╔══

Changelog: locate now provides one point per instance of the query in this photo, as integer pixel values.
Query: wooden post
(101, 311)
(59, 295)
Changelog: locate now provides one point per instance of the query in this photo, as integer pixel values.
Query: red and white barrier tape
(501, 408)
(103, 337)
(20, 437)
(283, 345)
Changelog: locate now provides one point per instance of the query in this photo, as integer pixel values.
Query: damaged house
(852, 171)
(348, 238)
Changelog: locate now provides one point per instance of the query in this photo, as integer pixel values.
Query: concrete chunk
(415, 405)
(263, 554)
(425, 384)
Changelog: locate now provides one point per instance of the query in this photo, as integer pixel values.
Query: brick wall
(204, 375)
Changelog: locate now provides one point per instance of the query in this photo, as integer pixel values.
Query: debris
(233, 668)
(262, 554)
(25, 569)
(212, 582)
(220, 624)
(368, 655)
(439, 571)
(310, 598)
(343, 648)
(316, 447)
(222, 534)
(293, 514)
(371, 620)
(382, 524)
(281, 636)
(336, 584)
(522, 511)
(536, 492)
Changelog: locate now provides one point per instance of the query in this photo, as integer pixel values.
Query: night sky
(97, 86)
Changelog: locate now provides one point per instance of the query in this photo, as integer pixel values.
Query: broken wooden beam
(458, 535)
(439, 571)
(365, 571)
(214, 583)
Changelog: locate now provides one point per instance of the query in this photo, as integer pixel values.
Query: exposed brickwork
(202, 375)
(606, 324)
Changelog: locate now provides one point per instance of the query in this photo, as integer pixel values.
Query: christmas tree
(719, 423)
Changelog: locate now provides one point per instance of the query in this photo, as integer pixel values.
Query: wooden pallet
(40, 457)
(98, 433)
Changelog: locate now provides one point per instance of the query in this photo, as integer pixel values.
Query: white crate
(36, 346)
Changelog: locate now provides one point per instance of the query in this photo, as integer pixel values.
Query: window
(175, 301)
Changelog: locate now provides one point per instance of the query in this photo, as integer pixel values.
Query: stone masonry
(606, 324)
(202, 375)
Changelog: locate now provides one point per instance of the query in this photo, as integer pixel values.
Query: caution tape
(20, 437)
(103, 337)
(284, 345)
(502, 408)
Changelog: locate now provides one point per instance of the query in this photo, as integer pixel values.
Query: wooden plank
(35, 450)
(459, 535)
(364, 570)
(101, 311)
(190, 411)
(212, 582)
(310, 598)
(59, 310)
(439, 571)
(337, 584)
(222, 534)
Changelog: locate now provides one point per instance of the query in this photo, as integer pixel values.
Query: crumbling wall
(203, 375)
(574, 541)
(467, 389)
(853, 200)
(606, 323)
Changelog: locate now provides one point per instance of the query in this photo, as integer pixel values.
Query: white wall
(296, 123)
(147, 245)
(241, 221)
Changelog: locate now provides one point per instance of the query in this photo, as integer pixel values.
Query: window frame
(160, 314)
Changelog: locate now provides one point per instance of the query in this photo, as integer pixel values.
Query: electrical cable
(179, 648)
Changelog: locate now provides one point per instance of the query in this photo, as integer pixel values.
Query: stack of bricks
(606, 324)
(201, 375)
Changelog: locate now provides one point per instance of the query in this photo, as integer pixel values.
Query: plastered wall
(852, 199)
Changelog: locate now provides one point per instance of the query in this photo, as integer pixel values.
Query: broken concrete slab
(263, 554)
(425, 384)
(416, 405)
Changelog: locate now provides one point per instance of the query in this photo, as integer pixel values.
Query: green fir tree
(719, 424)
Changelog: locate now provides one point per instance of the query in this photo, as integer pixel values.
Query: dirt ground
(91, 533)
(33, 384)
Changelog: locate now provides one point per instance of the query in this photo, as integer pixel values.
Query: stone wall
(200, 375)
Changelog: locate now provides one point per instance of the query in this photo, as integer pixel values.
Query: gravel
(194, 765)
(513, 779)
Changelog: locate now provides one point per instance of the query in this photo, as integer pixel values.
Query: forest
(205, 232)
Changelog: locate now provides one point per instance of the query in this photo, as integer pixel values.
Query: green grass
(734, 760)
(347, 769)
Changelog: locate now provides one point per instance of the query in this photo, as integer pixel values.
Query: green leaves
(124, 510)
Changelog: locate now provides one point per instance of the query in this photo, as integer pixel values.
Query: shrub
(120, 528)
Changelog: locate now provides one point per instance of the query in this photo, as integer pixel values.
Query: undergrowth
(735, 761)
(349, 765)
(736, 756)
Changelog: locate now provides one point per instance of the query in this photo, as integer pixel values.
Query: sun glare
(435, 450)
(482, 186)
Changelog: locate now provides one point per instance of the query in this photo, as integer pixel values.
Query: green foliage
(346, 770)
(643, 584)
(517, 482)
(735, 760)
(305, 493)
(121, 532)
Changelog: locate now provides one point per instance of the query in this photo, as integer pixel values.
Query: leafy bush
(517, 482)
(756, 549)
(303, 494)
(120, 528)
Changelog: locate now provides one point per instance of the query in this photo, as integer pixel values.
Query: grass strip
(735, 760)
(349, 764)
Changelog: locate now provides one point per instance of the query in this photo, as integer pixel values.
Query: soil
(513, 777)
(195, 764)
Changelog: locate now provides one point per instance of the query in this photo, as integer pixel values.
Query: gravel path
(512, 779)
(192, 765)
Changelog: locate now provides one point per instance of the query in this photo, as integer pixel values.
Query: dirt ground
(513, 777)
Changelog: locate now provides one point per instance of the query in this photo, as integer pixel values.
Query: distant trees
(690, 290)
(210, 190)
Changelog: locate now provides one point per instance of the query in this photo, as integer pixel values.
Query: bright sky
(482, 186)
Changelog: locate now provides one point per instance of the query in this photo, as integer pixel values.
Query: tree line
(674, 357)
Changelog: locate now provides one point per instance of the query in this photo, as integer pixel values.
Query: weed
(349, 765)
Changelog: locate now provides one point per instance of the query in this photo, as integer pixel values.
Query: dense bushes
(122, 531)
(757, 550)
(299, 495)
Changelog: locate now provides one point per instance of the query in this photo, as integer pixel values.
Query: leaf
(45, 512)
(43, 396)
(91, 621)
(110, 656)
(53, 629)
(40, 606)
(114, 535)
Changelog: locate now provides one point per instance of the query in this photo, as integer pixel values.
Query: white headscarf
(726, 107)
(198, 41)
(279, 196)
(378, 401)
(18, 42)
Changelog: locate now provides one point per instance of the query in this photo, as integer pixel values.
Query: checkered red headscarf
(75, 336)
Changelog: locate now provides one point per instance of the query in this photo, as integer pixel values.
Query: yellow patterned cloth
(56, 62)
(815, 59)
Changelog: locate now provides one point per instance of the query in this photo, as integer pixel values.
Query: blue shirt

╚══

* Task *
Word for word, extract all the records.

* Answer to this task *
Changelog: locate now provides one point per instance of the query in this photo, as integer pixel values.
Query: wooden post
(101, 311)
(59, 295)
Changelog: locate now provides one point per instance of the query in this photo, as integer pixel values.
Query: red and white barrier tape
(501, 408)
(103, 337)
(20, 437)
(283, 345)
Changelog: locate now provides one point per instance of the query in this photo, as integer pixel values.
Query: damaged house
(852, 171)
(348, 238)
Changelog: locate now provides one point per instance of the query in this photo, as integer pixel values.
Query: concrete chunk
(415, 405)
(263, 554)
(425, 384)
Changelog: locate now provides one point per instance of the query in this photo, as integer pixel values.
Query: brick wall
(204, 375)
Changelog: locate now provides one point per instance of the query in this photo, as integer pixel values.
Query: debris
(233, 668)
(262, 554)
(25, 569)
(212, 582)
(220, 624)
(368, 655)
(439, 571)
(310, 598)
(343, 648)
(316, 447)
(222, 534)
(293, 514)
(371, 620)
(382, 524)
(281, 636)
(336, 584)
(522, 511)
(536, 492)
Changelog: locate now provides one point per instance of the query in this photo, as integer pixel values.
Query: night sky
(97, 86)
Changelog: locate now provides one point per instance of the query in this photo, as integer pixel values.
Query: broken wooden beam
(458, 535)
(439, 571)
(365, 571)
(214, 583)
Changelog: locate now provides one point per instance of the query in this photo, as integer pixel values.
Query: exposed brickwork
(202, 375)
(606, 324)
Changelog: locate now provides one point per instance of the query in this photo, as integer pixel values.
Query: christmas tree
(719, 423)
Changelog: locate now provides one point per instance of the query in this photo, as integer pixel values.
Query: wooden pallet
(40, 457)
(98, 433)
Changelog: locate now provides one point per instance of the query in this photo, as integer pixel values.
Query: white crate
(36, 346)
Changelog: locate now provides one point per instance of the query in this photo, as integer pixel values.
Query: window
(175, 301)
Changelog: locate now provides one point per instance of the query in this photo, as integer pixel values.
Query: stone masonry
(606, 324)
(202, 375)
Changelog: locate now provides one point per instance of the query in this photo, as integer pixel values.
Query: caution tape
(20, 437)
(103, 337)
(284, 345)
(502, 408)
Changelog: locate now provides one point per instance of the query in this photo, as integer pixel values.
Query: wooden plank
(35, 450)
(459, 535)
(364, 570)
(101, 311)
(190, 411)
(212, 582)
(310, 598)
(59, 310)
(439, 571)
(337, 584)
(222, 534)
Changelog: locate now provides one point per instance of the query in this photo, as integer pixel values.
Query: crumbling wall
(203, 375)
(574, 541)
(467, 389)
(853, 200)
(606, 323)
Changelog: locate now provides one point per instance of the query in this photo, as integer pixel values.
Query: white wall
(296, 123)
(147, 245)
(241, 221)
Changelog: locate now provides one point per instance of the query in this photo, as integer pixel values.
Query: window frame
(160, 314)
Changelog: locate now provides one point per instance of the query in this photo, as integer pixel values.
Query: electrical cable
(179, 648)
Changelog: locate now provides one point per instance of the query in this photo, as integer pixel values.
Query: stack of bricks
(606, 324)
(201, 375)
Changelog: locate now provides one point per instance of the query in this photo, as integer pixel values.
Query: plastered wall
(852, 199)
Changelog: locate now provides one point per instance of the query in this photo, as integer pixel values.
Query: broken concrete slab
(263, 554)
(425, 384)
(416, 405)
Changelog: locate now provides one point per instance of the query in this photo, as integer pixel values.
Query: green fir tree
(719, 424)
Changelog: locate now provides one point per instance of the query in this photo, as integer pixel values.
Query: dirt ground
(91, 533)
(33, 384)
Changelog: locate now provides one point per instance of the query in this photo, as integer pixel values.
Query: stone wall
(200, 375)
Changelog: locate now provides one point per instance of the query in this photo, as integer pixel values.
Query: gravel
(194, 765)
(513, 779)
Changelog: locate now provides one point per instance of the query in this photo, as integer pixel values.
Query: forest
(205, 232)
Changelog: locate now provides one point per instance of the query in this photo, as integer pixel values.
Query: green grass
(734, 760)
(347, 769)
Changelog: locate now provides one point per instance of the query in this photo, as integer pixel values.
Query: green leaves
(124, 510)
Changelog: locate now provides one point per instance of the query in this photo, as integer pixel values.
Query: shrub
(120, 528)
Changelog: locate now provides one point per instance of the query in this photo, as integer pixel values.
Query: undergrowth
(735, 761)
(349, 765)
(736, 756)
Changelog: locate now provides one point per instance of the query in this photo, as integer pixel values.
Query: sun glare
(435, 450)
(482, 186)
Changelog: locate now provides one point per instance of the query in this photo, as integer pixel values.
Query: green foliage
(346, 770)
(643, 584)
(517, 482)
(735, 760)
(305, 493)
(121, 532)
Changelog: locate now provides one point per instance of the query in this photo, as integer pixel values.
Query: leafy bush
(517, 482)
(756, 549)
(303, 494)
(120, 528)
Changelog: locate now provides one point per instance of the query in this photo, as integer pixel values.
Query: grass strip
(735, 760)
(349, 764)
Changelog: locate now provides one point per instance of the query in this photo, as integer pixel values.
Query: soil
(513, 777)
(195, 764)
Changelog: locate now provides one point per instance of the query in this photo, as integer pixel values.
Query: gravel path
(512, 779)
(192, 765)
Changelog: locate now provides one point per instance of the query in this photo, as integer pixel values.
Query: dirt ground
(513, 777)
Changelog: locate now provides one point per instance of the query in this photo, as integer pixel values.
Query: distant trees
(690, 290)
(210, 190)
Changelog: locate now provides one point per instance of the query in this photo, as integer pixel values.
Query: bright sky
(482, 186)
Changelog: locate now provides one point per instance of the query in this photo, as integer pixel values.
Query: tree line
(674, 357)
Changelog: locate now provides one point per instance of the query in this photo, as integer pixel values.
Query: weed
(349, 765)
Changelog: locate now provides one point per instance of the query in this photo, as integer pixel values.
Query: dense bushes
(122, 531)
(757, 550)
(299, 495)
Changelog: locate now provides one point per instance of the query in this photo, as integer pixel values.
Query: leaf
(45, 512)
(43, 396)
(91, 621)
(110, 656)
(53, 629)
(40, 606)
(114, 535)
Changelog: locate now provides one point per instance of the query in this photo, as integer pixel values.
Query: white headscarf
(726, 107)
(198, 41)
(279, 196)
(378, 401)
(18, 42)
Changelog: locate now provides one point per instance of the query in this photo, as integer pixel values.
Query: checkered red headscarf
(75, 336)
Changelog: locate now provides one point per instance of the query in this photo, as integer pixel values.
Query: yellow patterned cloth
(56, 62)
(815, 59)
Changelog: locate now provides one point per instance of the query in this photo, as integer pixel values.
Query: blue shirt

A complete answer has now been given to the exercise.